◆ **Passage**
☆ ☆ ☆
Studio album by Joker Xue
- Released: September 20, 2022
- Recorded: 2022
- Genre: Mandopop
- Length: 47:13
- Language: Mandarin
- Label: Chaoshi Music
- Producer: Joker Xue

Joker Xue chronology
| Extraterrestrial (2019) | Countless (2022) | The Guardian (2024) |

= Countless =

Countless (无数) is the twelfth album by Chinese singer-songwriter Joker Xue. It was released digitally on September 20. 2022, by Xue's own label Chaoshi Music. Presale for the physical version began on November 17, 2022.

== Background ==
Of the ten tracks on the album, Xue composed music for five tracks and wrote lyrics for seven tracks. The title track, "Countless", was written and composed by Xue. The arrangement builds up from low piano notes integrated with percussion, culminating in a powerful and unyielding atmosphere where one rushes forward fearlessly and uncompromisingly despite the countless obstacles in pursuit of countless possibilities.

The songs "You Are Not Alone" and "But" are collaborations with Jeff Chang and Jane Zhang, respectively. Zhang performed "But" with Xue as a special guest at Xue's Douyin Online Concert: Ke in February 2023 and at Xue's Extraterrestrial World Tour's third Beijing show in August 2023. "About You" is dedicated to Xue's mother, who died when he was 4, and released on his birthday.

"Waiting" is a cover of the song by Xue's good friend Zhao Yingjun, who died in February 2021. Zhao had expressed the wish of having an album of cover songs to hear his music through other artists' interpretation; Xue launched the project in August 2020 and the album A Song, a Story was released on September 17, 2020. "Waiting" is included on A Song, a Story, where thirteen of Zhao's songs are each covered by a different artist, and on Countless.

== Reception ==
All songs on the album peaked within the top ten spots on Tencent Music UNI chart, with the exception of "City of Luo", which peaked at 11.
☆ ☆ ☆
◆ **Source material**
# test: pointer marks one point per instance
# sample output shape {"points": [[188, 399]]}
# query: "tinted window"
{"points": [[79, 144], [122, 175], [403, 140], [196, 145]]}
☆ ☆ ☆
◆ **Actions to take**
1. Answer these about the Countless article:
(a) Which label released Countless?
(b) For how many of the album's ten tracks did Xue write lyrics?
(c) Which song on the album did not peak within the top ten on the Tencent Music UNI chart, and where did it peak?
2. Revise the part of the Countless article that opens with the words containing "Joker Xue chronology" and closes with "November 17, 2022.", writing "latest" wherever "twelfth" appears.

◆ **Answers per task**
1.
(a) Chaoshi Music, Xue's own label.
(b) Seven.
(c) "City of Luo," which peaked at 11.

2.
Joker Xue chronology
| Extraterrestrial (2019) | Countless (2022) | The Guardian (2024) |

= Countless =

Countless (无数) is the latest album by Chinese singer-songwriter Joker Xue. It was released digitally on September 20. 2022, by Xue's own label Chaoshi Music. Presale for the physical version began on November 17, 2022.